What you need to do - Please transcribe all of the records precisely.

The data -
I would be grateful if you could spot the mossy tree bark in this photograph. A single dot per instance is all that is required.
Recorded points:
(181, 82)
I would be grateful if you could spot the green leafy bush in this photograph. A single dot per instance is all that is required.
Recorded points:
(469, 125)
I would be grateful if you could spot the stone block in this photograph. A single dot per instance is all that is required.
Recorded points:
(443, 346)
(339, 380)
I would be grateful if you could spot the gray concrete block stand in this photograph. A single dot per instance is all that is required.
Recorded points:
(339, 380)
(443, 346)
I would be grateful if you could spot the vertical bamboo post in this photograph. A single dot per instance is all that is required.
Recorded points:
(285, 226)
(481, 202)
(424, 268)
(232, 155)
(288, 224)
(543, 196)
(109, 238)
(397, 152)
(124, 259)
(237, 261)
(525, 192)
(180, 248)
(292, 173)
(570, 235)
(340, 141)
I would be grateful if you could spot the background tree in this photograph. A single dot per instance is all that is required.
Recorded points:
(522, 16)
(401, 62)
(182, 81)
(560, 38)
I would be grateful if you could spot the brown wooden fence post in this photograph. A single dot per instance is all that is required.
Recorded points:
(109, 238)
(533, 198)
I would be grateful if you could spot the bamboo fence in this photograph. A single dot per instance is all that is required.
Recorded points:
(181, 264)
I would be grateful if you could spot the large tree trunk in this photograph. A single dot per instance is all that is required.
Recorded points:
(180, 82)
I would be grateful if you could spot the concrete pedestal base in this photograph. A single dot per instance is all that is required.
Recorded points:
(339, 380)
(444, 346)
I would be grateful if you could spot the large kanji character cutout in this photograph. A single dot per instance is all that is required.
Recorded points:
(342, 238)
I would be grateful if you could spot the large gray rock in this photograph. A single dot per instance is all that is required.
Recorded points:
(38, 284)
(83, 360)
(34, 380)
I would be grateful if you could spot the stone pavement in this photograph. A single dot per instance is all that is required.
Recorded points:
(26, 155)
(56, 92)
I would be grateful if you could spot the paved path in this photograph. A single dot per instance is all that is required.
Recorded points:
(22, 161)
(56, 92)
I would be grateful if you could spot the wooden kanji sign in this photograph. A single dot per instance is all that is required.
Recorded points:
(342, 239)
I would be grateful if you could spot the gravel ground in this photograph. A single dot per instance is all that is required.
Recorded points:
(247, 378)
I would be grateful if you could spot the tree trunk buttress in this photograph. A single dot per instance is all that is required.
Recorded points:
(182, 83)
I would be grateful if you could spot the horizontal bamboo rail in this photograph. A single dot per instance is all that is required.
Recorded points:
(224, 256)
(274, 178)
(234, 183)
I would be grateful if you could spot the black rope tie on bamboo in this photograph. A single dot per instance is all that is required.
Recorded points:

Exercise output -
I would be grateful if you could spot the mossy tree bark in this photograph. A single dot per instance is all that is required.
Recorded points:
(181, 82)
I would be grateful if you could spot the green leafy bush in this photograph. A single dot per instance is all that is required.
Recorded points:
(469, 125)
I would be grateful if you could spot the stone block in this photograph. A single dot per instance is all that is required.
Recorded points:
(443, 346)
(339, 380)
I would be grateful if you could spot the gray concrete block stand in this photograph. A single dot per instance is all that is required.
Recorded points:
(339, 380)
(443, 346)
I would be grateful if you could spot the vertical bamboo post in this photograph. A single dot per instance is all that is required.
Recorded points:
(285, 226)
(481, 202)
(424, 268)
(232, 155)
(288, 224)
(543, 196)
(109, 238)
(397, 152)
(124, 259)
(237, 261)
(525, 192)
(180, 248)
(292, 173)
(570, 235)
(340, 141)
I would be grateful if you could spot the background tree in this photograph. A single dot per instance is all that is required.
Recorded points:
(522, 16)
(401, 62)
(182, 81)
(560, 38)
I would be grateful if you could spot the brown wooden fence post in this photograph. A single dot per instance is all that is required.
Recorded points:
(109, 238)
(533, 198)
I would be grateful if you could spot the bamboo fence in this photograph. A single dot per instance is all that is required.
Recorded points:
(181, 264)
I would be grateful if you could spot the large tree trunk in this photograph. A single dot per instance is all that is required.
Recorded points:
(180, 82)
I would be grateful if you could spot the concrete pedestal base in this photograph. A single dot per instance is all that is required.
Recorded points:
(339, 380)
(444, 346)
I would be grateful if you could spot the large kanji character cutout in this photograph. A single dot per instance is all that is required.
Recorded points:
(342, 238)
I would be grateful if you could spot the large gray rock in this photograph. A single dot per instance is all that is required.
Recorded points:
(38, 284)
(83, 360)
(34, 380)
I would be grateful if you could spot the stone pavement in this photograph. A single dot per instance is all that is required.
Recorded points:
(26, 155)
(56, 92)
I would be grateful if you could spot the paved path in this photograph. A single dot per instance is all that is required.
Recorded points:
(22, 161)
(56, 92)
I would be grateful if you could spot the wooden kanji sign in this photograph. A single dot per instance is all that is required.
Recorded points:
(342, 239)
I would be grateful if you could spot the gravel ground in this photograph. A single dot per instance is all that is required.
Recorded points:
(247, 378)
I would be grateful if you could spot the tree trunk buttress in this photograph. A single dot per instance is all that is required.
Recorded points:
(182, 83)
I would be grateful if you could spot the horizontal bamboo rail in this photograph. A single dot per instance is all that is required.
Recorded points:
(224, 256)
(274, 178)
(234, 183)
I would be grateful if you could spot the black rope tie on bamboo in this photograph. A single dot per instance is all that is required.
Recorded points:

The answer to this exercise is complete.